◆ **Set exercise a**
Reproduce the stretch from "Our first day" through "places to visit." in the travel post about the Great Ocean Road.

◆ **Page**

We flew from Christchurch to Melbourne feeling sad to be leaving New Zealand after three fabulous months, however it was time to explore Australia. Unfortunately this is a devastating time with a huge part of the country under siege with out of control bush fires. It is heartbreaking for the many people affected by these events. We are hopeful we can continue with our planned Australian itinerary over the next 6 months.
Flying into Melbourne we began to smell the smoke as we descended through the haze into the city. Upon landing visibility was very limited due to a combination of low rain clouds and smoke haze. We picked up our car and drove out of Melbourne, spending the night at Waybourne Vineyards, before continuing the drive on to Port Campbell. There are two routes to Port Campbell, the inland highway taking 2.5 hours, or the incredibly scenic Great Ocean Road taking 3.5 hours. We took the long route because that’s why we are here, to see the world famous coastline. The Great Ocean Road is one of the world’s most scenic drives spanning 400 km (249 miles) of the South Australia coastline. Port Campbell is situated on the Great Ocean Road, where we spent one week exploring the coast and inland towns. We had pretty good weather for most of the week, only one rainy day and the occasional smoke haze.
Our first day was sunny with light cloud so we headed out to a few nearby viewpoints. Driving west we visited The Arch, London Bridge, The Grotto, the Bay of Martyrs and the Bay of Islands. Each one offering breathtaking views of the spectacular coastline. The constant erosion of the limestone cliffs, beginning 20 million years ago, by the stormy southern ocean and blasting winds, gradually erodes the soft limestone creating caves in the cliffs. Eventually the caves become arches and as they collapse isolated rock stacks are left standing in the ocean. Eventually they too will be eroded until they are claimed by the sea. We found much of the coastline similar in appearance to The Algarve in Portugal, one of our favorite places to visit.
We read that one of the best times to visit the 12 Apostles was early in the day, for nice lighting and to beat the crowds, so off we went at 7:30 am one fine day. The visitor center is only 15 minutes from our Airbnb and when we arrived there was a haze all along the coast, possibly early morning fog or smoke from the fires, I am guessing partly smoke by the slightly darker color.
We wandered around the 12 Apostles viewing platforms then walked along the top of the cliffs to Gibson Steps. Here you can descend to the beach below and experience the crashing waves close up. Down at sea level you realize how big the waves are. After our beach visit we walked a little further along the clifftop pathway but had to turn around with the black flies becoming unbearable. I think we need a net covering our head and face!! Reaching out to our online friends for advice it seems these very annoying flies are common during the summer months 😢 That pretty much eliminated any hiking we had hoped to do!!
Located 90 min west of Port Campbell is the Port Fairy Lighthouse, a quaint red and white sentinel built in 1859, standing on the easternmost tip of Griffiths Island. To reach the lighthouse we strolled along a scenic causeway admiring views of the rugged coastline. Griffiths Island is home to a large breeding colony of short-tailed shearwaters, with an estimated 100,000 burrows. The shearwater colony is a tourist attraction in spring and summer, watching the birds as they return in a swarm to their burrows at dusk. Other animals resident on the island include swamp wallabies and the highly venomous tiger snake. Yikes, very happy we did not see a snake but we did see a very cute swamp wallaby in the bushes.

◆ **Set exercise b**
Recast the records below as a two-column CSV with the columns request and answer, one row for each request. Put each record's text and its answer in a single quoted field, turning line breaks into spaces.

◆ **Given records**
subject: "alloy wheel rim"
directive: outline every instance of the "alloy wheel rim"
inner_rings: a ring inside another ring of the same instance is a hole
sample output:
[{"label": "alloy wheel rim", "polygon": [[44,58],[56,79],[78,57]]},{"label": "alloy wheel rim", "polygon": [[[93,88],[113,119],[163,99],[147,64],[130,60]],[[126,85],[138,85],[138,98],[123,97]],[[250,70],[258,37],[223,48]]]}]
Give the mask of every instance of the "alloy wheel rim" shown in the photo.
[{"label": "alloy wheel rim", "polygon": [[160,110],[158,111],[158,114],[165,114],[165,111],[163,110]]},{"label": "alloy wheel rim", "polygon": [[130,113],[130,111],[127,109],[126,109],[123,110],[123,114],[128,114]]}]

◆ **Written response a**
Our first day was sunny with light cloud so we headed out to a few nearby viewpoints. Driving west we visited The Arch, London Bridge, The Grotto, the Bay of Martyrs and the Bay of Islands. Each one offering breathtaking views of the spectacular coastline. The constant erosion of the limestone cliffs, beginning 20 million years ago, by the stormy southern ocean and blasting winds, gradually erodes the soft limestone creating caves in the cliffs. Eventually the caves become arches and as they collapse isolated rock stacks are left standing in the ocean. Eventually they too will be eroded until they are claimed by the sea. We found much of the coastline similar in appearance to The Algarve in Portugal, one of our favorite places to visit.

◆ **Written response b**
request,answer
"subject: ""alloy wheel rim"" directive: outline every instance of the ""alloy wheel rim"" inner_rings: a ring inside another ring of the same instance is a hole sample output: [{""label"": ""alloy wheel rim"", ""polygon"": [[44,58],[56,79],[78,57]]},{""label"": ""alloy wheel rim"", ""polygon"": [[[93,88],[113,119],[163,99],[147,64],[130,60]],[[126,85],[138,85],[138,98],[123,97]],[[250,70],[258,37],[223,48]]]}] Give the mask of every instance of the ""alloy wheel rim"" shown in the photo.","[{""label"": ""alloy wheel rim"", ""polygon"": [[160,110],[158,111],[158,114],[165,114],[165,111],[163,110]]},{""label"": ""alloy wheel rim"", ""polygon"": [[130,113],[130,111],[127,109],[126,109],[123,110],[123,114],[128,114]]}]"